Look for the word "with" in the data below, and copy every line that holds it.

→ **Given records**
* * * * *

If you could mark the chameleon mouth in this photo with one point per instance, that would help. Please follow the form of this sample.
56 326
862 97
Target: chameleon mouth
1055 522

* * * * *

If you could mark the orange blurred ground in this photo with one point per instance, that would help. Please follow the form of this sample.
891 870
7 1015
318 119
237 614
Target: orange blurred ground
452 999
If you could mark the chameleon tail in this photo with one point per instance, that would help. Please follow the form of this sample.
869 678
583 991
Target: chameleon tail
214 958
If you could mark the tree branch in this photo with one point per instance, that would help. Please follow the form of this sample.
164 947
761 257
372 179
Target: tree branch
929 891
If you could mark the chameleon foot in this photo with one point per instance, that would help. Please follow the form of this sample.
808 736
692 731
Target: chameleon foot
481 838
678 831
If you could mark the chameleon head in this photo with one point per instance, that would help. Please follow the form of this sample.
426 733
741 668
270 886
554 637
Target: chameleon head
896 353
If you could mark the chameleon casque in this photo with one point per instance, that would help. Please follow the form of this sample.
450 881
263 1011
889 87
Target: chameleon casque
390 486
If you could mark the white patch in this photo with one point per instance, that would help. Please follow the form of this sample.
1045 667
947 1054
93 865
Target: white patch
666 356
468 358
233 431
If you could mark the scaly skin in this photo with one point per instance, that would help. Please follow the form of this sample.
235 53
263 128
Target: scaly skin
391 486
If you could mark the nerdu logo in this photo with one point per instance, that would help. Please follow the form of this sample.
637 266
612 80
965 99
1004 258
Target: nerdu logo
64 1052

* * * * *

→ **Solution to the problem**
If you could mark the chameleon mouth in this photo with one point per instance, that would help. Please follow the form of this sample.
If you could mark the orange blurred ground in this photo with one point per instance, that would help. Please follow the form of this sample.
If you could mark the chameleon tail in this photo with one point per instance, that would help. Please follow the form of this sample.
If you could mark the tree branch in this photo with one point per instance, that would help. Please follow the form of this sample.
If you could mark the chameleon foot in this photo with one point per instance, that would help. Please follow the form of this sample.
If you could mark the chameleon head in this photo with one point per instance, that would help. Please follow the form of this sample.
If you could mark the chameleon casque in this photo with one point per instance, that would help. Please follow the form of this sample.
If you could mark the white patch in this photo with one point per instance, that would help. Please follow the form of this sample.
If you could mark the scaly skin in this photo with one point per instance, that would help. Please follow the form of this sample.
If you could mark the nerdu logo in this photo with one point per instance, that would help. Please follow the form of this sample.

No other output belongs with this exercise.